▶ Exercise objective: Please return the passage below on inference under uncertainty for knowledge-based systems in full, word for word.

▶ Source extract:
•••

A New Approach to Inference Under Uncertainty for Knowledge Based Systems

Uncertainties Expert systems for diagnosis, decision support systems, robot and real time control, engineering design etc. must necessarily use incomplete, contaminated and imprecise knowledge. A database of diseases with associated symptoms may not register presence or absence of a given symptom for a given disease. We can say that the symptom may or may not be present. We may be able to express this incompleteness in terms of probabilities. This is a form of incomplete information and is common in real application areas. Incompleteness can arise because of complete absence of knowledge or through only knowing approximately the answer. In the latter case this might be expressed in words with imprecise meaning such as "tail", "strong", "probable" etc. This imprecision can be taken into account by expressing it by means of fuzzy sets, ZADEH 1965, 75, 83. These fuzzy sets impose a possibility distribution over the set of possible values a variable can take, ZADEH 1978. This in turn imposes a family of possible probability distributions for the value of the variable. Contaminated knowledge arises from noise present in the system, perhaps through the unreliability of a communication channel or the unreliability of a measuring device etc. This form of uncertainty can be represented in probabilistic terms, perhaps as a family of conditional probability distributions, but may also require the use of fuzzy sets to express imprecision once again. Imprecise knowledge is fuzzy. Most everyday concepts cannot be precisely defined by means of necessary and sufficient conditions. The meaning of concepts which are acquired through examples of their usage and their applicability to new situations which do not perfectly match with those used previously cannot be deduced with certainty.

•••

[Region-pointing data]
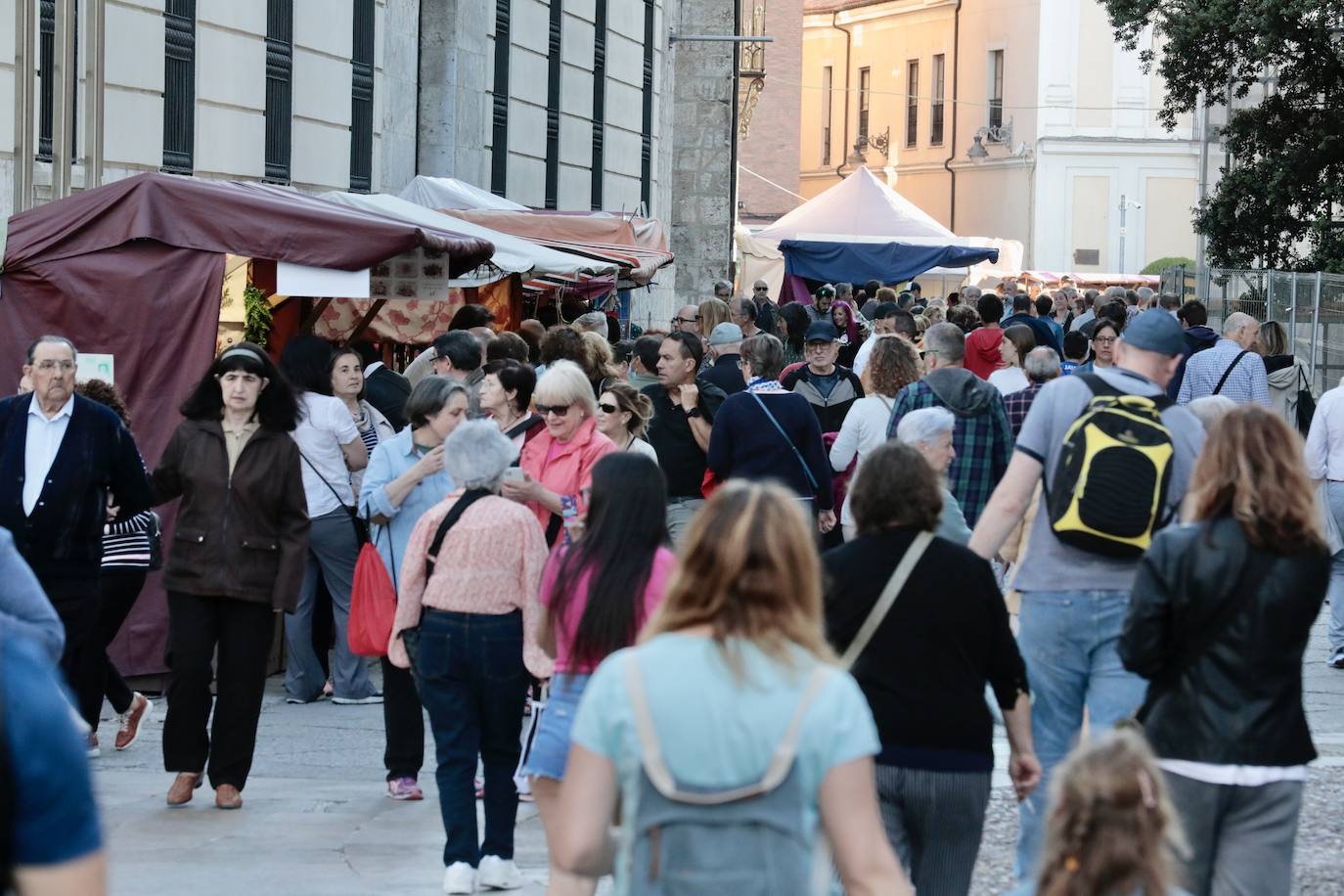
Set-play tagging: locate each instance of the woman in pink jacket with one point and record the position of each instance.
(558, 464)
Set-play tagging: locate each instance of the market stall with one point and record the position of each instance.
(133, 273)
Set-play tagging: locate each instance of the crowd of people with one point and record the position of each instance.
(769, 572)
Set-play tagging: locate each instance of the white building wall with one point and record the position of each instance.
(230, 137)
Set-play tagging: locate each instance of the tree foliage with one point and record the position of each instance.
(1275, 203)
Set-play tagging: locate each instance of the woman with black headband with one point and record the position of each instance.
(236, 560)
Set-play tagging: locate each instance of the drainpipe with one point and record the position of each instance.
(952, 154)
(848, 45)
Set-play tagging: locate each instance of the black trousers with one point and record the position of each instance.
(403, 720)
(243, 633)
(118, 589)
(75, 602)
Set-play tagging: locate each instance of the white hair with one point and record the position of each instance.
(592, 323)
(476, 454)
(1210, 409)
(923, 426)
(1041, 364)
(564, 383)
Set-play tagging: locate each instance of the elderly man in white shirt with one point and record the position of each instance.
(1325, 464)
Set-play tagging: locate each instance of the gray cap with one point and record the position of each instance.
(1154, 334)
(728, 334)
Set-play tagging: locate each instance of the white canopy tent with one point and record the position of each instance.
(450, 193)
(513, 254)
(862, 209)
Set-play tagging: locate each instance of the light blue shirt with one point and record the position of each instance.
(388, 461)
(45, 437)
(718, 729)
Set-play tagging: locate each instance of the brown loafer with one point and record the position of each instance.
(227, 797)
(182, 788)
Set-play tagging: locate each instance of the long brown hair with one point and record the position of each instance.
(1251, 469)
(749, 568)
(1110, 825)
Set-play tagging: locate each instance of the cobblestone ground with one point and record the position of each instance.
(316, 821)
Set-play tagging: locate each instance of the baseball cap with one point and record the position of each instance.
(726, 334)
(1159, 334)
(824, 332)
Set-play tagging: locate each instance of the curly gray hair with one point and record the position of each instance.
(476, 454)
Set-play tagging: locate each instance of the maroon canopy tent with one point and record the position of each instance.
(135, 269)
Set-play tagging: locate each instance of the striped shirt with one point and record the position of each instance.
(126, 543)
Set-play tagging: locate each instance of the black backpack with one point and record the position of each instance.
(1109, 490)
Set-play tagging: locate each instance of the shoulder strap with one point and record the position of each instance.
(335, 493)
(1253, 574)
(455, 514)
(812, 479)
(781, 760)
(886, 600)
(1229, 371)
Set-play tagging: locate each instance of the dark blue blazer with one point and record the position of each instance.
(64, 536)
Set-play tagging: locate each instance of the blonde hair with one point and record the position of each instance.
(747, 579)
(564, 383)
(1110, 827)
(1251, 469)
(599, 360)
(712, 312)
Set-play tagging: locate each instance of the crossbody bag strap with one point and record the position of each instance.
(335, 493)
(455, 514)
(654, 766)
(1229, 371)
(812, 479)
(886, 600)
(1251, 576)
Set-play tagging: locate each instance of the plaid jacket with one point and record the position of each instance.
(983, 445)
(1017, 405)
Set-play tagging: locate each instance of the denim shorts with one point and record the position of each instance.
(550, 748)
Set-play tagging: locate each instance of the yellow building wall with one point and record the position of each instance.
(884, 38)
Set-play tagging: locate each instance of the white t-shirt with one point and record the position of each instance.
(327, 425)
(1008, 381)
(863, 430)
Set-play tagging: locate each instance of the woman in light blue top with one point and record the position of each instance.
(403, 479)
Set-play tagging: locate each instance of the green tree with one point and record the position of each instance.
(1275, 205)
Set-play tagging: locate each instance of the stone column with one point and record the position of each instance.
(453, 81)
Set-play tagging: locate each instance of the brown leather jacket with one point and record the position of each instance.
(243, 536)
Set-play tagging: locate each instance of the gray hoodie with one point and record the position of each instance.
(963, 392)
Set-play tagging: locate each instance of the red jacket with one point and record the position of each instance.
(983, 356)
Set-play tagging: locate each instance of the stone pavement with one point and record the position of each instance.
(316, 821)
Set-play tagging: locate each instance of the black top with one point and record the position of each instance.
(1238, 701)
(746, 445)
(726, 374)
(97, 457)
(926, 666)
(669, 434)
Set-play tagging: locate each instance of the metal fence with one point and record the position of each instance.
(1309, 305)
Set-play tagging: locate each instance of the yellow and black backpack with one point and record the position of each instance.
(1109, 490)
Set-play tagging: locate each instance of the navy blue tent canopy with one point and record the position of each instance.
(886, 262)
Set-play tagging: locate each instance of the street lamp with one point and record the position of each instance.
(995, 135)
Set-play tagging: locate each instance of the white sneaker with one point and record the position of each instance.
(460, 877)
(499, 874)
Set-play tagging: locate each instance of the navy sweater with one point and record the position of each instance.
(64, 536)
(746, 445)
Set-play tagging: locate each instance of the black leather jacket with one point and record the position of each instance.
(1240, 700)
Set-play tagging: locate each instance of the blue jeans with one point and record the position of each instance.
(1336, 591)
(1069, 643)
(470, 677)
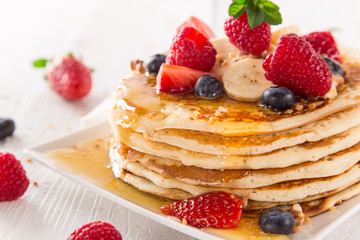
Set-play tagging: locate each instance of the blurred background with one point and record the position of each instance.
(106, 35)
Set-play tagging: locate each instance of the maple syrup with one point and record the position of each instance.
(89, 160)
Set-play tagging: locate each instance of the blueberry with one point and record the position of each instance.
(209, 87)
(154, 63)
(334, 66)
(7, 127)
(277, 221)
(278, 98)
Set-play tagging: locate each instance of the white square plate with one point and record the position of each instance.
(319, 227)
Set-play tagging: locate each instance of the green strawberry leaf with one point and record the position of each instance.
(256, 15)
(273, 18)
(237, 8)
(40, 63)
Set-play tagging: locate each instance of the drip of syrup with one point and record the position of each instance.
(89, 160)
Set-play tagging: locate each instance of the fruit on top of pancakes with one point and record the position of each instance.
(208, 87)
(200, 26)
(190, 48)
(324, 43)
(297, 66)
(278, 98)
(248, 26)
(334, 66)
(178, 80)
(214, 209)
(277, 221)
(244, 80)
(154, 63)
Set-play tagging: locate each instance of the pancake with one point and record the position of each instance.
(221, 145)
(137, 105)
(276, 159)
(309, 207)
(330, 165)
(296, 189)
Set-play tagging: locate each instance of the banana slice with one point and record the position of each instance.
(227, 54)
(244, 80)
(275, 35)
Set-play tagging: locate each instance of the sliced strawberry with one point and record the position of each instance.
(177, 79)
(200, 26)
(215, 209)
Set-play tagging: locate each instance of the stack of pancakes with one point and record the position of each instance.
(182, 146)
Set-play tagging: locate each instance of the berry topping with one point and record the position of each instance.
(324, 43)
(278, 98)
(334, 66)
(216, 209)
(295, 65)
(154, 63)
(13, 180)
(7, 128)
(96, 231)
(277, 221)
(178, 80)
(190, 48)
(253, 41)
(208, 87)
(67, 76)
(199, 25)
(248, 27)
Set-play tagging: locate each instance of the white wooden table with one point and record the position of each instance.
(107, 35)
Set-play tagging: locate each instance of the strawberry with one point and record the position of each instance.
(324, 43)
(248, 27)
(296, 65)
(68, 76)
(13, 180)
(96, 231)
(178, 80)
(215, 209)
(190, 48)
(199, 25)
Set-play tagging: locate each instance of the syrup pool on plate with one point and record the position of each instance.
(89, 160)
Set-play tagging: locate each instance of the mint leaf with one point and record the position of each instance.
(255, 14)
(237, 8)
(40, 63)
(273, 18)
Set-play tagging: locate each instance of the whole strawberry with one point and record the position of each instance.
(215, 209)
(324, 43)
(96, 231)
(68, 76)
(13, 180)
(297, 66)
(248, 26)
(190, 48)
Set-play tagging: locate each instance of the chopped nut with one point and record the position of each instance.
(138, 66)
(311, 106)
(195, 115)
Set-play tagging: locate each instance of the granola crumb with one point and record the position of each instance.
(195, 115)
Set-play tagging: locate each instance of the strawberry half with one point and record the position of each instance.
(199, 25)
(215, 209)
(178, 80)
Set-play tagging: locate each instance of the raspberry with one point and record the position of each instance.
(216, 209)
(253, 41)
(69, 77)
(13, 180)
(324, 43)
(191, 49)
(295, 65)
(96, 231)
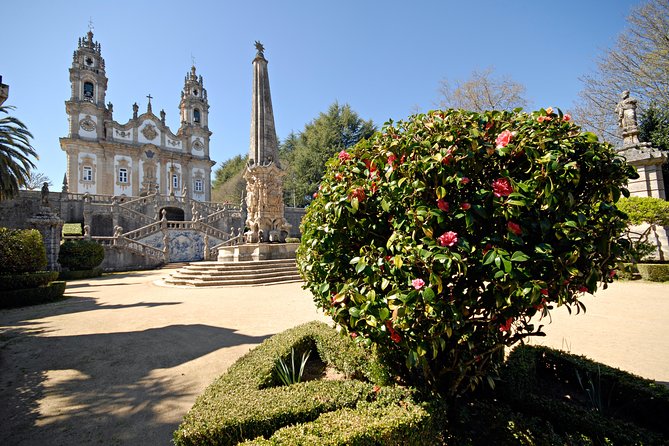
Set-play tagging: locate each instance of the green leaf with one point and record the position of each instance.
(385, 205)
(428, 295)
(519, 256)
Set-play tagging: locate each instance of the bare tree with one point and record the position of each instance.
(482, 91)
(36, 180)
(638, 62)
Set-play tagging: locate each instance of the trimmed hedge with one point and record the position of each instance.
(655, 272)
(80, 274)
(81, 254)
(631, 410)
(245, 403)
(26, 280)
(392, 421)
(21, 251)
(32, 296)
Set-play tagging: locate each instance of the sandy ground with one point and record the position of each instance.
(122, 360)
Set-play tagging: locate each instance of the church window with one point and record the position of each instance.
(123, 175)
(87, 173)
(88, 90)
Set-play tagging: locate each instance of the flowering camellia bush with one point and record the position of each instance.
(438, 239)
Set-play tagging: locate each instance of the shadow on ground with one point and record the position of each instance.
(102, 380)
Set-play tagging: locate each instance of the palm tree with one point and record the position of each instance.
(15, 153)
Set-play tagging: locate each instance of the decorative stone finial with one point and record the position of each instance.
(627, 120)
(260, 48)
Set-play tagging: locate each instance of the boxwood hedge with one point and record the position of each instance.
(246, 402)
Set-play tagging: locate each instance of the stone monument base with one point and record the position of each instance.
(253, 252)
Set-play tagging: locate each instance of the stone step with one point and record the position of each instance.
(223, 273)
(265, 272)
(204, 276)
(233, 281)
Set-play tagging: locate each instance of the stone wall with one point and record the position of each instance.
(294, 217)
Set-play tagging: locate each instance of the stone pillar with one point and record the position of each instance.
(51, 228)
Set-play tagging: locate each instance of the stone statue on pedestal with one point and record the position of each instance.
(627, 119)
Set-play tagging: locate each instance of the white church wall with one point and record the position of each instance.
(87, 173)
(122, 135)
(198, 175)
(149, 133)
(123, 175)
(88, 126)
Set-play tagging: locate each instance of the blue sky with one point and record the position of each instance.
(384, 58)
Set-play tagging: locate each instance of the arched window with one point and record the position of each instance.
(88, 90)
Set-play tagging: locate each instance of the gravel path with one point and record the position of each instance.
(122, 360)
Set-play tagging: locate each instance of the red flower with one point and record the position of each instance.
(448, 238)
(418, 283)
(503, 138)
(344, 156)
(507, 325)
(394, 336)
(514, 227)
(501, 187)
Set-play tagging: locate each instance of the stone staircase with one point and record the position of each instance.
(264, 272)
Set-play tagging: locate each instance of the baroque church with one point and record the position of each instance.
(142, 156)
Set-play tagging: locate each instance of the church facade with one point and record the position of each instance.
(139, 157)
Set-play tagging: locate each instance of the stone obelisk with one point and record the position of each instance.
(264, 178)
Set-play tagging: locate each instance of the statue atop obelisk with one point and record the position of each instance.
(264, 178)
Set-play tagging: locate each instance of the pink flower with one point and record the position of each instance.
(501, 187)
(418, 283)
(344, 156)
(358, 193)
(394, 336)
(503, 138)
(449, 238)
(506, 326)
(514, 227)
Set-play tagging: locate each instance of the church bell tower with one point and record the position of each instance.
(86, 107)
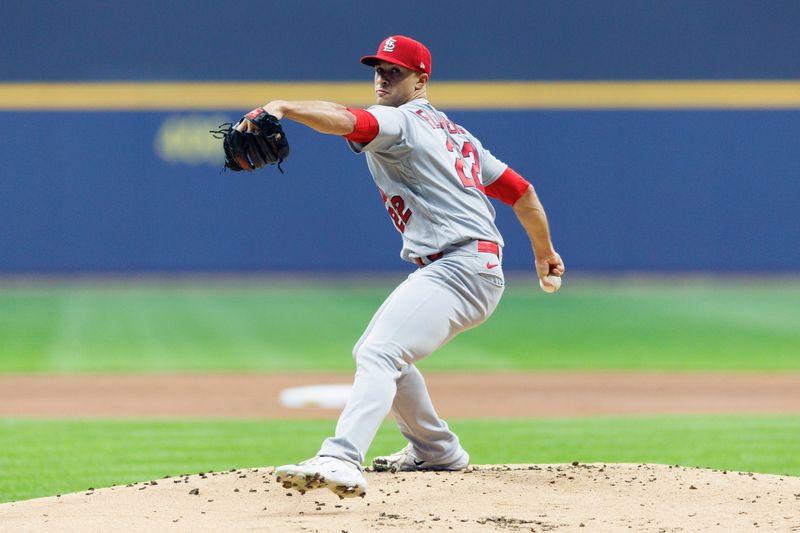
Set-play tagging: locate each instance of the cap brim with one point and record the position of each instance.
(371, 61)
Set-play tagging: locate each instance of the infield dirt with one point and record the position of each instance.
(578, 497)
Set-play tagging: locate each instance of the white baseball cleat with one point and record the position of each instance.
(406, 461)
(342, 477)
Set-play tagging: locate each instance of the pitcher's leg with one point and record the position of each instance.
(419, 422)
(417, 318)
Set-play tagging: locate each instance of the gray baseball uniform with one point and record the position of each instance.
(431, 174)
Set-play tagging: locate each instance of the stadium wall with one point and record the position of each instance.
(645, 180)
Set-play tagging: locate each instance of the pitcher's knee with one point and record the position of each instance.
(378, 356)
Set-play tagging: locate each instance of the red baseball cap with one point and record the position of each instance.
(403, 51)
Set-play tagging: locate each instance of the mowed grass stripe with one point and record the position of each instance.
(312, 327)
(42, 457)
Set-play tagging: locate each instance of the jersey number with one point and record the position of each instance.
(466, 151)
(397, 210)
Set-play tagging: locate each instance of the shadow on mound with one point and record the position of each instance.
(504, 497)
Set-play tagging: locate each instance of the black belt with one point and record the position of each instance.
(483, 246)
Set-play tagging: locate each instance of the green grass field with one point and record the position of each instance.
(313, 326)
(42, 458)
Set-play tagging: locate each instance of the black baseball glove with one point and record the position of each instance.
(249, 151)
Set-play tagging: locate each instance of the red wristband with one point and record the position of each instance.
(366, 128)
(508, 188)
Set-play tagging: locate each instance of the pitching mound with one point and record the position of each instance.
(506, 497)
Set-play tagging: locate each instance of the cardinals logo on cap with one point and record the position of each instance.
(388, 44)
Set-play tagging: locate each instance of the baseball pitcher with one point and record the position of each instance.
(434, 177)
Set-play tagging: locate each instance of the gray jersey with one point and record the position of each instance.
(431, 174)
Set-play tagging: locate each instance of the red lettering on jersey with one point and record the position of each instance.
(449, 124)
(427, 118)
(466, 151)
(398, 212)
(469, 150)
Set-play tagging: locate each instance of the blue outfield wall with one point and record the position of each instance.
(624, 190)
(629, 190)
(469, 39)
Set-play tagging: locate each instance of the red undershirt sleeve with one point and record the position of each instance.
(366, 126)
(508, 188)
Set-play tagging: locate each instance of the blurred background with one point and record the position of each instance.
(108, 166)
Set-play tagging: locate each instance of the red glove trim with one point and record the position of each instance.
(366, 126)
(508, 188)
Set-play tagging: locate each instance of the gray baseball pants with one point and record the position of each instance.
(433, 305)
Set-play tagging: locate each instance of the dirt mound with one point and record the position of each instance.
(504, 497)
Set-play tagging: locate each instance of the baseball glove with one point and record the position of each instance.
(249, 151)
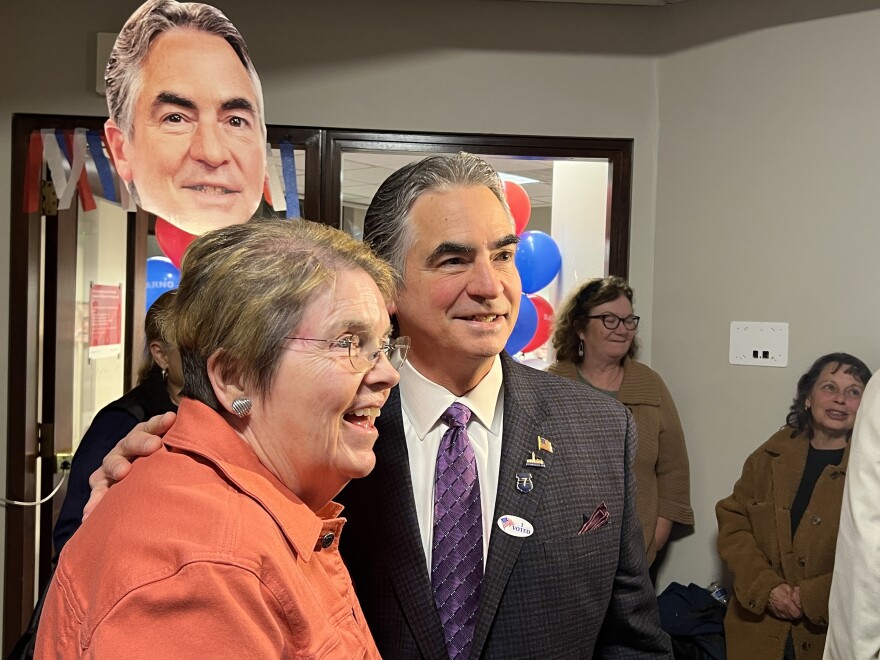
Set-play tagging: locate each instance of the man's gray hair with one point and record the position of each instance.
(386, 226)
(123, 76)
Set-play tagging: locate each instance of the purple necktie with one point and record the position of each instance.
(457, 552)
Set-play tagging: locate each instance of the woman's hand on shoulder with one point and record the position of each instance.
(143, 440)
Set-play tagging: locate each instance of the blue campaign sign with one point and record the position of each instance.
(162, 276)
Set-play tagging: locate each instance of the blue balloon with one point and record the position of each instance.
(525, 326)
(162, 276)
(538, 260)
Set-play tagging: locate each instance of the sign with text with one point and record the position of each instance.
(105, 320)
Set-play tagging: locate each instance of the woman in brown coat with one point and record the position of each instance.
(778, 530)
(595, 342)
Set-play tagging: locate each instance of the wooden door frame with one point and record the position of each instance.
(617, 151)
(26, 438)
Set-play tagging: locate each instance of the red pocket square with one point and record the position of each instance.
(599, 518)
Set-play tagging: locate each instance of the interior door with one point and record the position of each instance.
(56, 378)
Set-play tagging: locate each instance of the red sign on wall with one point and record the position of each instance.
(105, 320)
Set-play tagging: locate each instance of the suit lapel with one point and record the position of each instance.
(522, 426)
(405, 558)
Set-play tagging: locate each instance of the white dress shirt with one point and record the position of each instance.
(423, 402)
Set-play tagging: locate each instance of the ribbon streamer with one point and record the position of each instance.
(32, 174)
(288, 170)
(81, 154)
(105, 173)
(275, 186)
(59, 165)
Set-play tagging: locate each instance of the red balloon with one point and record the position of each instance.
(172, 240)
(545, 324)
(520, 205)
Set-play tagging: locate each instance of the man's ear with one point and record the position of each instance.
(227, 389)
(160, 356)
(117, 143)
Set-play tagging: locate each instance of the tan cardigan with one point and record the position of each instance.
(754, 540)
(662, 471)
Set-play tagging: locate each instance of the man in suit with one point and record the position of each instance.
(549, 452)
(557, 567)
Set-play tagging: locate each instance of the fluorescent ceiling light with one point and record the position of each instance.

•••

▶ Task solution:
A New Approach to Inference Under Uncertainty for Knowledge Based Systems

Uncertainties Expert systems for diagnosis, decision support systems, robot and real time control, engineering design etc. must necessarily use incomplete, contaminated and imprecise knowledge. A database of diseases with associated symptoms may not register presence or absence of a given symptom for a given disease. We can say that the symptom may or may not be present. We may be able to express this incompleteness in terms of probabilities. This is a form of incomplete information and is common in real application areas. Incompleteness can arise because of complete absence of knowledge or through only knowing approximately the answer. In the latter case this might be expressed in words with imprecise meaning such as "tail", "strong", "probable" etc. This imprecision can be taken into account by expressing it by means of fuzzy sets, ZADEH 1965, 75, 83. These fuzzy sets impose a possibility distribution over the set of possible values a variable can take, ZADEH 1978. This in turn imposes a family of possible probability distributions for the value of the variable. Contaminated knowledge arises from noise present in the system, perhaps through the unreliability of a communication channel or the unreliability of a measuring device etc. This form of uncertainty can be represented in probabilistic terms, perhaps as a family of conditional probability distributions, but may also require the use of fuzzy sets to express imprecision once again. Imprecise knowledge is fuzzy. Most everyday concepts cannot be precisely defined by means of necessary and sufficient conditions. The meaning of concepts which are acquired through examples of their usage and their applicability to new situations which do not perfectly match with those used previously cannot be deduced with certainty.